Given problem:
The records underneath are to be repeated exactly, with the pictures left out.

(Source data)
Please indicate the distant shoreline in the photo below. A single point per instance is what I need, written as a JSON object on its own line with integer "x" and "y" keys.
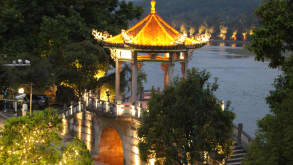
{"x": 228, "y": 43}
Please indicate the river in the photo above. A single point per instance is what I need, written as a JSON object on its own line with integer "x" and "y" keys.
{"x": 242, "y": 80}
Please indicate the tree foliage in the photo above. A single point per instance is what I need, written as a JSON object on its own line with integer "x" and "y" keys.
{"x": 273, "y": 144}
{"x": 184, "y": 121}
{"x": 275, "y": 130}
{"x": 273, "y": 38}
{"x": 56, "y": 37}
{"x": 35, "y": 139}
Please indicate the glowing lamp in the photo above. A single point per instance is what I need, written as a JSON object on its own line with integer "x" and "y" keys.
{"x": 21, "y": 90}
{"x": 125, "y": 54}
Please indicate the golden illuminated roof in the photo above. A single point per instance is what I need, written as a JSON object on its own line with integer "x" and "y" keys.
{"x": 152, "y": 32}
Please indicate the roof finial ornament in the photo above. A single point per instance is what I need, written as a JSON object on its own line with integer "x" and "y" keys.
{"x": 153, "y": 5}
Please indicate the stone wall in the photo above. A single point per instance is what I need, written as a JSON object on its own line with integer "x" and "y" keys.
{"x": 103, "y": 133}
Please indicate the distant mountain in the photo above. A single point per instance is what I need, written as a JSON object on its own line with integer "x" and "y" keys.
{"x": 219, "y": 16}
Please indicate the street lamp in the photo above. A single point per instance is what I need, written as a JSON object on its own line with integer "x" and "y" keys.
{"x": 21, "y": 90}
{"x": 108, "y": 95}
{"x": 19, "y": 64}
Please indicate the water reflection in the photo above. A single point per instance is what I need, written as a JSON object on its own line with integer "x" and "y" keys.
{"x": 242, "y": 80}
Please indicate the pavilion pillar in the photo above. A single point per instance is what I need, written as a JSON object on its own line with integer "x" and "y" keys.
{"x": 134, "y": 71}
{"x": 117, "y": 80}
{"x": 164, "y": 68}
{"x": 184, "y": 64}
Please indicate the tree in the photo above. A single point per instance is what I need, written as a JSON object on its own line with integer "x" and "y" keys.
{"x": 57, "y": 34}
{"x": 275, "y": 130}
{"x": 185, "y": 121}
{"x": 35, "y": 139}
{"x": 273, "y": 40}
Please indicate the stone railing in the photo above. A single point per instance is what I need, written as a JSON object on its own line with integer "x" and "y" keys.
{"x": 241, "y": 136}
{"x": 105, "y": 108}
{"x": 73, "y": 109}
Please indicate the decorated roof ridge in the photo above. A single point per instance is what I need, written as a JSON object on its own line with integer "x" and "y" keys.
{"x": 150, "y": 31}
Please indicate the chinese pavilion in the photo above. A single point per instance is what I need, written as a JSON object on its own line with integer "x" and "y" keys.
{"x": 151, "y": 39}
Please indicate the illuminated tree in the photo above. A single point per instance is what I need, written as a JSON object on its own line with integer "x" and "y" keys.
{"x": 36, "y": 139}
{"x": 184, "y": 122}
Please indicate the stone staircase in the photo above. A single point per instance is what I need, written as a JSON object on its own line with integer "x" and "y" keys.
{"x": 237, "y": 156}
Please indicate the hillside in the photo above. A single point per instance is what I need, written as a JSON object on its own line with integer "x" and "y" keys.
{"x": 227, "y": 16}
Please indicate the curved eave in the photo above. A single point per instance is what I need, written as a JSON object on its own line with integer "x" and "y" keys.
{"x": 148, "y": 48}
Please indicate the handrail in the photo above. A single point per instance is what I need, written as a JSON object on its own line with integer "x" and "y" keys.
{"x": 242, "y": 137}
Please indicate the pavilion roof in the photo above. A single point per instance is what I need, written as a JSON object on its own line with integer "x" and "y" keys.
{"x": 152, "y": 32}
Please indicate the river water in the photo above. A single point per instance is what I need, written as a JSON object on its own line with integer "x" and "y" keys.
{"x": 241, "y": 80}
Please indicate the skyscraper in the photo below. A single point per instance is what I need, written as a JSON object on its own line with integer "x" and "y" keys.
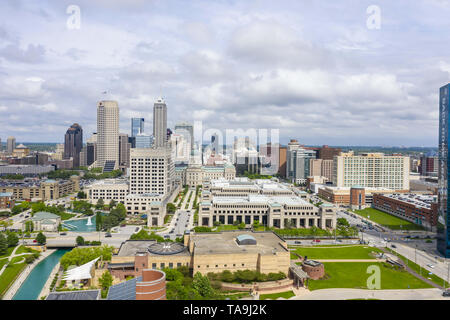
{"x": 73, "y": 143}
{"x": 108, "y": 135}
{"x": 124, "y": 151}
{"x": 187, "y": 130}
{"x": 10, "y": 144}
{"x": 160, "y": 123}
{"x": 137, "y": 126}
{"x": 443, "y": 232}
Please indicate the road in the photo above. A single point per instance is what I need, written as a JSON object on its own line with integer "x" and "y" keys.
{"x": 345, "y": 294}
{"x": 183, "y": 219}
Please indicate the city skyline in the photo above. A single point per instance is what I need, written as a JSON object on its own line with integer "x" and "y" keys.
{"x": 318, "y": 85}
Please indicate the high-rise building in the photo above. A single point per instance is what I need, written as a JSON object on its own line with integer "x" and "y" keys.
{"x": 443, "y": 231}
{"x": 73, "y": 143}
{"x": 124, "y": 151}
{"x": 137, "y": 126}
{"x": 152, "y": 171}
{"x": 429, "y": 165}
{"x": 160, "y": 123}
{"x": 215, "y": 143}
{"x": 108, "y": 135}
{"x": 298, "y": 162}
{"x": 143, "y": 141}
{"x": 187, "y": 130}
{"x": 371, "y": 170}
{"x": 327, "y": 153}
{"x": 10, "y": 144}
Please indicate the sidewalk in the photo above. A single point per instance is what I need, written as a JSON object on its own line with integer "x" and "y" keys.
{"x": 46, "y": 289}
{"x": 23, "y": 276}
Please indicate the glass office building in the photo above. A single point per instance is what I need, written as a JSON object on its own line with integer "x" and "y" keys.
{"x": 144, "y": 140}
{"x": 443, "y": 233}
{"x": 137, "y": 126}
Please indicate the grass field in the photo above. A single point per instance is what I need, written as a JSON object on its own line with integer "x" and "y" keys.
{"x": 274, "y": 296}
{"x": 8, "y": 252}
{"x": 387, "y": 220}
{"x": 354, "y": 275}
{"x": 422, "y": 271}
{"x": 11, "y": 272}
{"x": 338, "y": 252}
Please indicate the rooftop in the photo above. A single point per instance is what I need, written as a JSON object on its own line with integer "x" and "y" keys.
{"x": 267, "y": 243}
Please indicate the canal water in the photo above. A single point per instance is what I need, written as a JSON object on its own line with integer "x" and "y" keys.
{"x": 80, "y": 225}
{"x": 36, "y": 280}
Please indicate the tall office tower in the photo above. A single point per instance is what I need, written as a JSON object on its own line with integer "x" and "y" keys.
{"x": 371, "y": 170}
{"x": 429, "y": 165}
{"x": 108, "y": 135}
{"x": 215, "y": 143}
{"x": 137, "y": 126}
{"x": 282, "y": 159}
{"x": 443, "y": 231}
{"x": 187, "y": 130}
{"x": 10, "y": 144}
{"x": 327, "y": 153}
{"x": 91, "y": 149}
{"x": 143, "y": 141}
{"x": 298, "y": 162}
{"x": 124, "y": 151}
{"x": 152, "y": 171}
{"x": 73, "y": 143}
{"x": 160, "y": 123}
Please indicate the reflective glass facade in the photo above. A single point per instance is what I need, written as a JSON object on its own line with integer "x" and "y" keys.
{"x": 443, "y": 236}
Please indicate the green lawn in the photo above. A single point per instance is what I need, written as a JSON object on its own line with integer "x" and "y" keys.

Completed exercise:
Please indicate the distant shoreline in the photo below. A single point per instance is what I need, written as a JSON object on its own line with integer "x" and "y" keys.
{"x": 228, "y": 43}
Please indicate the river in the photo above. A single point per instance is what I need, written as a JSON object on its own line with integer "x" and "y" keys.
{"x": 242, "y": 80}
Please indicate the tree foliage in the photo above. A single point per instance is what I need, written as a JSON object on its own line with integer "x" and "y" keys.
{"x": 273, "y": 144}
{"x": 184, "y": 121}
{"x": 275, "y": 130}
{"x": 273, "y": 38}
{"x": 56, "y": 37}
{"x": 35, "y": 139}
Please indicate the glowing lamp in the photo above. A single point per instance is what I need, written as a JSON object on its own line with integer "x" and "y" keys.
{"x": 21, "y": 90}
{"x": 125, "y": 54}
Please indicate the golden illuminated roof in the photo above. A single point per instance is what I need, written as a JSON object on its own line with integer "x" and "y" keys.
{"x": 152, "y": 32}
Please indicate the roof finial ornament in the photo above. A single point per instance is what I need, written as a JSON object on its own line with integer "x" and "y" keys.
{"x": 153, "y": 5}
Please indicate the stone wall in the photo above. A single point per instance is what I need, written as a JSON object on its own line with integer "x" and "y" keys.
{"x": 103, "y": 133}
Please indicate the distant mountain in the photo above. A single point per instance is what I need, written as a JSON object on its own line with integer "x" and "y" keys.
{"x": 219, "y": 16}
Please indicate the street lamp in the photo above. A single point per instance is what I need, written as a JSON object on its own line with integer "x" and "y" keys.
{"x": 21, "y": 90}
{"x": 108, "y": 95}
{"x": 19, "y": 64}
Please indicate the water reflection in the photo above. A single point per instance is what I need, written as a JSON object on its own line with integer "x" and "y" keys.
{"x": 242, "y": 80}
Please indicate the pavilion pillar in the photo above. A single point per instance is what I need, written as a JSON object on its own line with integer "x" and "y" keys.
{"x": 134, "y": 71}
{"x": 117, "y": 80}
{"x": 164, "y": 68}
{"x": 184, "y": 64}
Please indicate the tree in the photo above. A single point per instance is what I need, written as a JSON object on its own line with integer "x" and "y" keys.
{"x": 57, "y": 34}
{"x": 275, "y": 130}
{"x": 185, "y": 121}
{"x": 35, "y": 139}
{"x": 273, "y": 40}
Please indicate the stone railing in the photo above. A single point per instance is what I need, written as a JSON object on its own line with integer "x" and "y" keys.
{"x": 241, "y": 136}
{"x": 105, "y": 108}
{"x": 73, "y": 109}
Please indicate the decorated roof ridge in the photo above. A single point per instance is what I need, written as a JSON object on its own line with integer "x" and "y" keys.
{"x": 150, "y": 31}
Please indicate the chinese pavilion in the photo above. A single point per instance is what I need, written as a JSON object on its own line with integer "x" and "y" keys.
{"x": 151, "y": 39}
Please indicate the illuminated tree in the photo above. A single point per instance is what I need, written as a JSON object on its own line with integer "x" and "y" keys.
{"x": 36, "y": 139}
{"x": 184, "y": 122}
Please indicate the stone staircase in the photo above. A single point per instance is what I need, written as a JSON object on its own line with integer "x" and "y" keys.
{"x": 237, "y": 156}
Please indicate the hillside in the photo above. A single point per instance is what I need, written as a JSON object on its own line with integer "x" and "y" keys.
{"x": 227, "y": 16}
Please indicate the curved eave in the photo above. A single point per instance is what I need, written as a JSON object on its own line with integer "x" and "y" keys.
{"x": 148, "y": 48}
Please indicate the handrail in the photo above. A single point per instance is what I need, written as a JSON object on its own line with integer "x" and "y" keys.
{"x": 242, "y": 137}
Please indicate the pavilion roof in the photo above. A single point per instance is what I need, written as a JSON object on its own line with integer "x" and "y" keys.
{"x": 152, "y": 32}
Please indicate the river water in the photo above. A single point per instance is what I need, written as a JSON object on its own line with integer "x" and "y" keys.
{"x": 241, "y": 80}
Please indicate the skyscraper in the photo below. A single point per instance is what I need, written as a JSON object on its own line with integer "x" and "y" keys.
{"x": 73, "y": 143}
{"x": 108, "y": 135}
{"x": 124, "y": 151}
{"x": 187, "y": 130}
{"x": 10, "y": 144}
{"x": 160, "y": 123}
{"x": 137, "y": 126}
{"x": 443, "y": 232}
Please indicate the road in the photo above. A single point per instance is what I need, written as a JSON object on its own line with integer "x" and "y" keys.
{"x": 345, "y": 294}
{"x": 183, "y": 219}
Please indicate the city skyline in the photo above. A single point per instance is what I need, written as a JSON object on its own line with integer "x" and "y" keys.
{"x": 318, "y": 85}
Please indicate the high-rise building in the photo above. A single point per instance is what I need, written as a JSON object on its own line with integer "x" and "y" keys.
{"x": 443, "y": 231}
{"x": 73, "y": 143}
{"x": 124, "y": 151}
{"x": 137, "y": 126}
{"x": 152, "y": 171}
{"x": 429, "y": 165}
{"x": 160, "y": 123}
{"x": 215, "y": 143}
{"x": 108, "y": 135}
{"x": 298, "y": 162}
{"x": 143, "y": 141}
{"x": 187, "y": 130}
{"x": 371, "y": 170}
{"x": 327, "y": 153}
{"x": 10, "y": 144}
Please indicate the sidewalk in the photo above. A single point per instance is what I need, written as a JSON object on its own line with integer "x" and "y" keys.
{"x": 46, "y": 289}
{"x": 23, "y": 276}
Please indicate the glass office building in the photo above. A single point per instance is what I need, written as a JSON object on its own line with integer "x" and "y" keys.
{"x": 144, "y": 140}
{"x": 443, "y": 233}
{"x": 137, "y": 126}
Please indicate the grass field in the photo above. A single point per instance is what I need, written as a JSON object on its own line with integer "x" and "y" keys.
{"x": 274, "y": 296}
{"x": 8, "y": 252}
{"x": 387, "y": 220}
{"x": 354, "y": 275}
{"x": 422, "y": 271}
{"x": 11, "y": 272}
{"x": 338, "y": 252}
Please indicate the rooftop in the photo above. A single point per instance is what I need, written as a JSON object on its own line with integer "x" and "y" keys.
{"x": 267, "y": 243}
Please indicate the canal water in the photo above. A single point per instance is what I need, written as a JSON object on its own line with integer "x" and "y" keys.
{"x": 80, "y": 225}
{"x": 36, "y": 280}
Please indicate the tall office tower in the photo above. A single point per instance is what I need, written as a JSON object on its own line with integer "x" and "y" keys.
{"x": 371, "y": 170}
{"x": 429, "y": 165}
{"x": 108, "y": 135}
{"x": 215, "y": 143}
{"x": 137, "y": 126}
{"x": 282, "y": 159}
{"x": 443, "y": 231}
{"x": 187, "y": 130}
{"x": 10, "y": 144}
{"x": 327, "y": 153}
{"x": 91, "y": 149}
{"x": 143, "y": 141}
{"x": 298, "y": 162}
{"x": 124, "y": 151}
{"x": 152, "y": 171}
{"x": 73, "y": 143}
{"x": 160, "y": 123}
Please indicate the reflective glass facade in the photo above. A single point per instance is what I need, written as a JSON object on its own line with integer "x" and "y" keys.
{"x": 443, "y": 236}
Please indicate the green lawn in the photo above. A single point per instance is what I need, written as a JSON object on its own line with integer "x" and "y" keys.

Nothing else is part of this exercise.